Caesalpinia bonduc

grey nickernut

 

Caesalpinia bonduc

(L.) Roxb. 1832

pronounced: ses-al-PIN-ee-uh BON-duck

(Fabaceae — the pea family)

subfamily: Caesalpinioideae - the cassia subfamily

 

common name: grey nickernut

native 4Caesalpinia was named for Andreas Caesalpini (1519–1603), Italian botanist, physician and Professor of Medicine at Pisa. Bonduc is the Arabic name for the hazel-nut. The word ‘nicker’ derives from the Dutch word knikker, meaning ‘a baked clay marble’.

This is a large straggling, very thorny shrub or scrambler, armed with hooks and straight hard yellow prickles.

The leaves are bipinnate, large, the stipules leaf-like, with 7 pairs of pinnae. There are 3–8 pairs of leaflets with 1 or 2 small recurved prickles between them on the underside.


The small flowers are yellow, in dense long pedunculate racemes produced in the leaf axils.


The fruits are inflated pods, covered with wiry prickles, with 1 – 2 seeds per pod, oblong or globular, hard and grey with a smooth shiny surface. It is widely distributed throughout tropical regions of the world, as the seeds can retain their viability for a number of years, even in sea water.

The plant is found in the coastal scrubs of northern Australia and adjacent islands, including Lord Howe Island. This last is now the only part of NSW where the plant is found, although there were several NSW locations in the 1890s. It also seems that the number of plants on Lord Howe Island is decreasing. Invasion of its habitat by weeds, especially Buffalo grass and Kikuyu grass, that are forming dense swards beneath the Caesalpinia bonduc plants, seems to be limiting the recruitment of its seedlings. The plant has now been declared an endangered species in NSW. Along beaches of the West Indies, the spiny shrubs often form impenetrable thickets, and the ground is littered with seeds resembling shiny grey birds’ eggs. When washed into the sea by high tides, these seeds are often carried by the Gulf Stream and the North Atlantic Current to beaches of northern Europe. Islanders in the Hebrides off the western coast of Scotland wore nickernut seeds as an amulet to ward off evil spirits. Known in the Hebrides as the white Indian nut, the seeds were believed to have other magical powers, and were also a cure for dysentery when the powdered embryo was taken with boiled milk. The seeds contain bonducin, a white bitter glycoside sometimes referred to as ‘poor man’s quinine’.

:: DATASET EXCERPTS ::
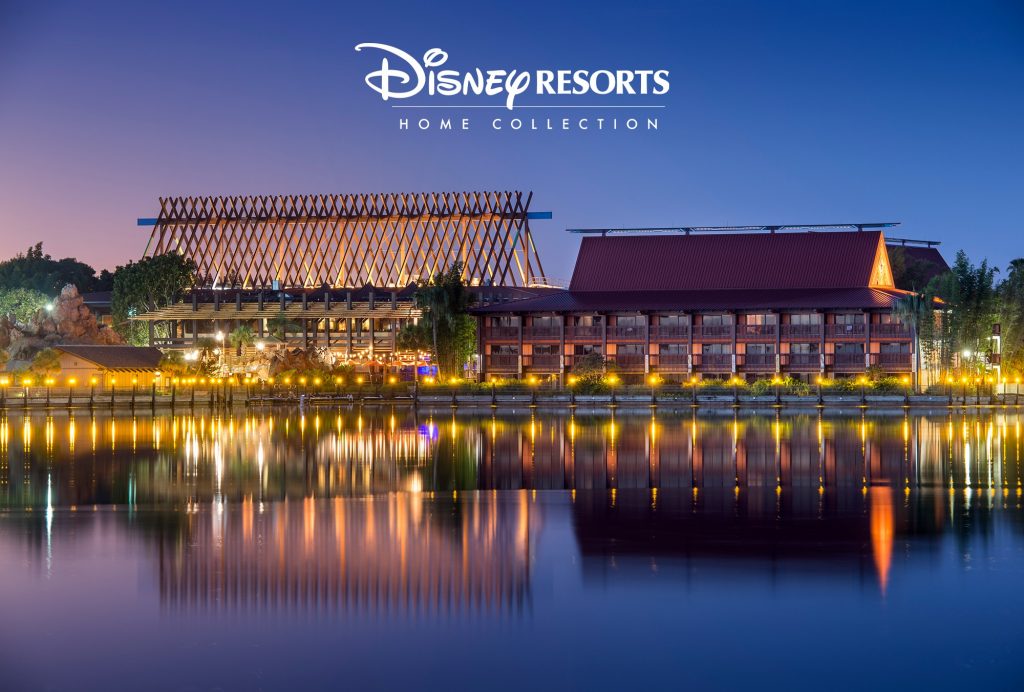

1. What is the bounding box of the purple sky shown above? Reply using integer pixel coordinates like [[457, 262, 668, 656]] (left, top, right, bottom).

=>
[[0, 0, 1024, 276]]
---
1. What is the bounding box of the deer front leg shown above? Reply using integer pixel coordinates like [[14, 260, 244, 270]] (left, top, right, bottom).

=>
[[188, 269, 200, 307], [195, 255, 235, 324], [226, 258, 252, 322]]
...
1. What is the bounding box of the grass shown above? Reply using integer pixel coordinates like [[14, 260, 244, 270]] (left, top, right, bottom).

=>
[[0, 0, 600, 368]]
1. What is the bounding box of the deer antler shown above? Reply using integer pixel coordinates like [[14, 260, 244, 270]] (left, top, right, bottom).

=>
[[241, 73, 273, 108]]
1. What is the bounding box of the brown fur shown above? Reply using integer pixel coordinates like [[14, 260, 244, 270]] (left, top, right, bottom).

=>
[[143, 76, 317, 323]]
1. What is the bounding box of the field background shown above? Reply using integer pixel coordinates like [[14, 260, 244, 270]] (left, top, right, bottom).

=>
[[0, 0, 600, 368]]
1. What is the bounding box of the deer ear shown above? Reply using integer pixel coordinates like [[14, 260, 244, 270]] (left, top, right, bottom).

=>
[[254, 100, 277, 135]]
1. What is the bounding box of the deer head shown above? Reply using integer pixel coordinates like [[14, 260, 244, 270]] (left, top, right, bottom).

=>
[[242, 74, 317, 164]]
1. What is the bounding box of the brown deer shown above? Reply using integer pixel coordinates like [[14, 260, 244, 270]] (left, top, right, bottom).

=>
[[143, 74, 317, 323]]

:: WORK INSTRUCTION 1 ::
Answer these from the grey nickernut text:
(a) Who was the genus Caesalpinia named for?
(b) What color are the plant's flowers?
(c) Which two grasses are named as invading its habitat?
:: WORK INSTRUCTION 2 ::
Please transcribe the grey nickernut text from "The leaves are" to "the leaf axils.".

:: RESPONSE BOX 1 ::
(a) Andreas Caesalpini (1519–1603), Italian botanist, physician and Professor of Medicine at Pisa.
(b) Yellow.
(c) Buffalo grass and Kikuyu grass.

:: RESPONSE BOX 2 ::
The leaves are bipinnate, large, the stipules leaf-like, with 7 pairs of pinnae. There are 3–8 pairs of leaflets with 1 or 2 small recurved prickles between them on the underside.


The small flowers are yellow, in dense long pedunculate racemes produced in the leaf axils.